## SELECCIÓN
☆ ☆ ☆
En aquel tiempo, durante la antesala de la pubertad, ya fuera porque le respondía mal, o porque reincidía en travesuras, o porque peleaba con mi hermano menor sin justificación aparente, mi madre —a la par que me perseguía por la casa para darme una tunda— ponía en marcha una andanada de frases amenazantes que casi siempre concluía con la expresión: «¡deja de ser tan quemasangre!».
Uno casi nunca piensa en el origen de las frases que escuchó repetir a sus padres durante décadas. Uno crece con esa terminología y raras veces siente la necesidad de diseccionarla o cuestionarla. Además, no necesitaba conocer la etimología del término, pues entendía perfectamente lo que mi madre quería darme a entender cada vez que lo utilizaba: que era un muchacho jodido, fregado, acaso insoportable, capaz de sacarla de quicio sin esfuerzo.
Me pregunto de dónde habrá sacado mi madre esa palabra que, según leo ahora, es propia del uso coloquial español, en concreto de Cádiz, y hace referencia —mi versión no estaba tan desencaminada— a las personas fastidiosas, pesadas, que disfrutan buscando fallos ajenos, criticando o haciendo comentarios sarcásticos para molestar. ¿Quizá la expresión formaba parte del repertorio con que su madre, mi abuela, las resopleaba a ella y a sus hermanas, mis tías, allá en Cajamarca? ¿O quizá era su padre, mi abuelo, el policía, quien la usaba cada vez que alguien lo ponía de mal humor? ¿De quién la heredó?
☆ ☆ ☆
## DATOS REGISTRADOS
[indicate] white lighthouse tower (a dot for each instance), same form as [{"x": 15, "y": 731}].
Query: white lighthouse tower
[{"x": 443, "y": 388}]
☆ ☆ ☆
## EJERCICIO BREVE A
Indica si cada afirmación concuerda con el texto sobre la palabra «quemasangre» y respalda cada respuesta con las palabras exactas que lo deciden: (i) la madre soltaba sus amenazas mientras perseguía por la casa a quien narra; (ii) el texto sitúa el uso coloquial de la palabra en Cajamarca; (iii) quien narra necesitaba conocer la etimología del término para entender a su madre.
## EJERCICIO BREVE B
Transcribe del texto sobre la palabra «quemasangre» el pasaje que empieza con "Me pregunto de" y continúa hasta "quién la heredó?".
El listado procede de otra fuente.

## RESPUESTA ESPERADA A
(i) Sí: «a la par que me perseguía por la casa para darme una tunda».
(ii) No: «es propia del uso coloquial español, en concreto de Cádiz».
(iii) No: «no necesitaba conocer la etimología del término».

## RESPUESTA ESPERADA B
Me pregunto de dónde habrá sacado mi madre esa palabra que, según leo ahora, es propia del uso coloquial español, en concreto de Cádiz, y hace referencia —mi versión no estaba tan desencaminada— a las personas fastidiosas, pesadas, que disfrutan buscando fallos ajenos, criticando o haciendo comentarios sarcásticos para molestar. ¿Quizá la expresión formaba parte del repertorio con que su madre, mi abuela, las resopleaba a ella y a sus hermanas, mis tías, allá en Cajamarca? ¿O quizá era su padre, mi abuelo, el policía, quien la usaba cada vez que alguien lo ponía de mal humor? ¿De quién la heredó?